Pull out every line of the material that contains the word "yellow", and copy each one unchanged.

::: EXTRACTED ENTRIES :::

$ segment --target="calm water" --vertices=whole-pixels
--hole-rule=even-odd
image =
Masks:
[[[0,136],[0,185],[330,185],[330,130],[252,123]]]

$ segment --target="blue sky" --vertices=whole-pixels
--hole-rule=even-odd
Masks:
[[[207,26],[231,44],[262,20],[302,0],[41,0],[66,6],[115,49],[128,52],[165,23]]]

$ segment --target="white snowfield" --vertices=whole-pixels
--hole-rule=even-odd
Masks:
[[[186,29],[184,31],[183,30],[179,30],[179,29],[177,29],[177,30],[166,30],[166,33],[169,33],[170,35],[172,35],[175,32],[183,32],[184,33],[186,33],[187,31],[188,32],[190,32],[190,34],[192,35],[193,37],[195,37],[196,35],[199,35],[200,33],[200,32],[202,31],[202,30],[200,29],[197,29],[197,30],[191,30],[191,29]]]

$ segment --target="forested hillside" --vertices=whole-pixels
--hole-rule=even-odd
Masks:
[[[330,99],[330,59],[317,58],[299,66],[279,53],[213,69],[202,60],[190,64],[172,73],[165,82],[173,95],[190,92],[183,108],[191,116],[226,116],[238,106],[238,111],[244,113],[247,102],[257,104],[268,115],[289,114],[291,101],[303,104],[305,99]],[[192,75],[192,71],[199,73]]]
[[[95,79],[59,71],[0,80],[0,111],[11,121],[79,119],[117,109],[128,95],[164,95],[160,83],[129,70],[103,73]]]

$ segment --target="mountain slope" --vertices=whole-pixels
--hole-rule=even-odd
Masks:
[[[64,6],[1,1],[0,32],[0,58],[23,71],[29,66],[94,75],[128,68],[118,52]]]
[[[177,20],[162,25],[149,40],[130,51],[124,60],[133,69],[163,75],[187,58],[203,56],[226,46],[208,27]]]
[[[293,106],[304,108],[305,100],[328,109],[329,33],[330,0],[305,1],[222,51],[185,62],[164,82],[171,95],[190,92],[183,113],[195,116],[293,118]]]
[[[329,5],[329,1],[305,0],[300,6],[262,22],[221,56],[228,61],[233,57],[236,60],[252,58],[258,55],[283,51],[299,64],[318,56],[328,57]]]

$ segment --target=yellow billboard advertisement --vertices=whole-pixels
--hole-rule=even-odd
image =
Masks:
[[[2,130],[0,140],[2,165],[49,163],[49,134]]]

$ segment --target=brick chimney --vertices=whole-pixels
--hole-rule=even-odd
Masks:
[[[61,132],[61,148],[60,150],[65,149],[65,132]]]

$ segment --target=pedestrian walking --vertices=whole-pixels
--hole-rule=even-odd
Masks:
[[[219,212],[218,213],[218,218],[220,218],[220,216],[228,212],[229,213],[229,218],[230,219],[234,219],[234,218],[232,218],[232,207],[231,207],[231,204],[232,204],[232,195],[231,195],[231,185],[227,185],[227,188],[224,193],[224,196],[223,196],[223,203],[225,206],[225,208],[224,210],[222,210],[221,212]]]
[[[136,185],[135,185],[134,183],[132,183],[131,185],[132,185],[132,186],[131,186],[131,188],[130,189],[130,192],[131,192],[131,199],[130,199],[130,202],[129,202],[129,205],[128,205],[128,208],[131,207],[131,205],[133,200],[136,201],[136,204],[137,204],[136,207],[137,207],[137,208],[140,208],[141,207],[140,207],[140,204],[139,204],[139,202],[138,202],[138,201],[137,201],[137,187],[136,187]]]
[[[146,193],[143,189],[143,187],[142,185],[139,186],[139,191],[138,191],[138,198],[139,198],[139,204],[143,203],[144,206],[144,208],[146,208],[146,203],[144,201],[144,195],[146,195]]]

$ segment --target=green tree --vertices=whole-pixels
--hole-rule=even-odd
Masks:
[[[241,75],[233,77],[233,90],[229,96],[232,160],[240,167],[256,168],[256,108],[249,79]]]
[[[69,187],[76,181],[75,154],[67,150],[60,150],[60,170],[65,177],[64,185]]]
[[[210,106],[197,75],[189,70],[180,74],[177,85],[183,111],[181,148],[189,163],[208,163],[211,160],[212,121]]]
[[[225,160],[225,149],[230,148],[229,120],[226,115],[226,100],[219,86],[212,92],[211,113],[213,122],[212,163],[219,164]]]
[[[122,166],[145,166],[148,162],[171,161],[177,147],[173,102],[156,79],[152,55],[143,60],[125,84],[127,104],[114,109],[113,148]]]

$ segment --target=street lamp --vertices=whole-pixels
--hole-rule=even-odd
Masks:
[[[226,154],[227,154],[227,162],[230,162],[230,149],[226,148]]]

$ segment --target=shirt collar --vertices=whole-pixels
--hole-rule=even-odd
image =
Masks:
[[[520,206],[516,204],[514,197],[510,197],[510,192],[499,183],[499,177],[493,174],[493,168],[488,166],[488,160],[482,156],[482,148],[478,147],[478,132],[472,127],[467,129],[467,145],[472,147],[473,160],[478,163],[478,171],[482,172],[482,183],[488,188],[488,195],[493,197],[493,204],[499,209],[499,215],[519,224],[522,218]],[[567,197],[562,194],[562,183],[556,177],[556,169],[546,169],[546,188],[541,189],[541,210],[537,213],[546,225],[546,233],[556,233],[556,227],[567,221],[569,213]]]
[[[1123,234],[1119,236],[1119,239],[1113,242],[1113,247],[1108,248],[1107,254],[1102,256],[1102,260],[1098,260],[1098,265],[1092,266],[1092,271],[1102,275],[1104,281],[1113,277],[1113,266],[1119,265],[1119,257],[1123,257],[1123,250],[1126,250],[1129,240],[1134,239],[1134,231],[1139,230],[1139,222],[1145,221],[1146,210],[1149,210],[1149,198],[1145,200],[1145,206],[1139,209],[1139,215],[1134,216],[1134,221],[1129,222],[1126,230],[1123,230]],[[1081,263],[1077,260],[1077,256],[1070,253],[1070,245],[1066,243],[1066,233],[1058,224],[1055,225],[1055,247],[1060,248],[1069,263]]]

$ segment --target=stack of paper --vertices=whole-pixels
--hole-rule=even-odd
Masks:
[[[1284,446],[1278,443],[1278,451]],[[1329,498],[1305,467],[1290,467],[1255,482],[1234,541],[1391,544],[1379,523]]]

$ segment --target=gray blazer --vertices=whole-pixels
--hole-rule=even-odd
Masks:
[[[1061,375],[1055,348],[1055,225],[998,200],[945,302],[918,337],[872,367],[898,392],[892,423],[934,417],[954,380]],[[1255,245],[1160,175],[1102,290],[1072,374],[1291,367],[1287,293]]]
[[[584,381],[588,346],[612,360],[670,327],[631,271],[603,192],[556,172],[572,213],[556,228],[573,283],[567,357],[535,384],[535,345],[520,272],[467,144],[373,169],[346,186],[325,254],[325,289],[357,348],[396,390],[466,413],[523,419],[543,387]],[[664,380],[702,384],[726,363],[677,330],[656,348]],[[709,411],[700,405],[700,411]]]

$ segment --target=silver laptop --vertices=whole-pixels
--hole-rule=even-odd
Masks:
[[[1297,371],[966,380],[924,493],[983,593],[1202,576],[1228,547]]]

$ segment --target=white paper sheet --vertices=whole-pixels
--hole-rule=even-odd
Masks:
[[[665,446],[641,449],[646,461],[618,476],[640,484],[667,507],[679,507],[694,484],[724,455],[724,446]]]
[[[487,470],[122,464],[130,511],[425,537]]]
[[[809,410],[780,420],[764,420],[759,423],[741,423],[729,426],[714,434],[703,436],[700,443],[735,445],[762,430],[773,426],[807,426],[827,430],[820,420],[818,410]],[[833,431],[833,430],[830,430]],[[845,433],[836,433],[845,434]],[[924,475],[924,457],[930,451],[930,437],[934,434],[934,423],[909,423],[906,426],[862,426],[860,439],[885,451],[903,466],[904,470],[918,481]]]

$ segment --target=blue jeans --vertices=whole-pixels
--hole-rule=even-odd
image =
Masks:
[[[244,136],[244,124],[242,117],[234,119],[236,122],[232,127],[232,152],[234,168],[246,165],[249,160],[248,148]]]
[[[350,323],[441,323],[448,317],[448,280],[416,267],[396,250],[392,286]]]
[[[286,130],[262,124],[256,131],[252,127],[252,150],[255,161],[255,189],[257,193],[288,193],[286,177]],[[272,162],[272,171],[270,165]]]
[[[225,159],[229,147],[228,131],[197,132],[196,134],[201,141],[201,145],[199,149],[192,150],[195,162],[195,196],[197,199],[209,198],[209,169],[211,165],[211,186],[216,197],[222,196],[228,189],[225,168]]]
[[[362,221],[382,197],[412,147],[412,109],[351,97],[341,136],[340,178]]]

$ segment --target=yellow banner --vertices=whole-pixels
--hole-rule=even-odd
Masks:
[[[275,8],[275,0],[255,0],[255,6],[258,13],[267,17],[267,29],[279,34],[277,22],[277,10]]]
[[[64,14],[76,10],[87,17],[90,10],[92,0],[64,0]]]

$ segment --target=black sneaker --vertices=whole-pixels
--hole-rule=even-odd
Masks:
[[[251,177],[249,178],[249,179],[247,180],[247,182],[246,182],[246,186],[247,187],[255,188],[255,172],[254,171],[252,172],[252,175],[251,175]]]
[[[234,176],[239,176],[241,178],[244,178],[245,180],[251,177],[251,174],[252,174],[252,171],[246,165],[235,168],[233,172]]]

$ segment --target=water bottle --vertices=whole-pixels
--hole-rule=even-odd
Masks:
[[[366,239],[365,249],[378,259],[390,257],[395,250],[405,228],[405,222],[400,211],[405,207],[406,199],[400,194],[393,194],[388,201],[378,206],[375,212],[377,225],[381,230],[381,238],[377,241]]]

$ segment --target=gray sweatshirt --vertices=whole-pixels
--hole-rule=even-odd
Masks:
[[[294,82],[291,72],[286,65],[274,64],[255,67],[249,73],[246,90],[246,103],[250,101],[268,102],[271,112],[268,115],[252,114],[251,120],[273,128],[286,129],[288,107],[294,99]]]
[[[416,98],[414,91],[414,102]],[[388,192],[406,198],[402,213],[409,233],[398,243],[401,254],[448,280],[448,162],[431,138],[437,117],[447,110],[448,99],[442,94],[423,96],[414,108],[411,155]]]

:::

IN RESPONSE.
$ segment --target=yellow billboard advertisement --vertices=whole-pixels
$ segment --target=yellow banner --vertices=whole-pixels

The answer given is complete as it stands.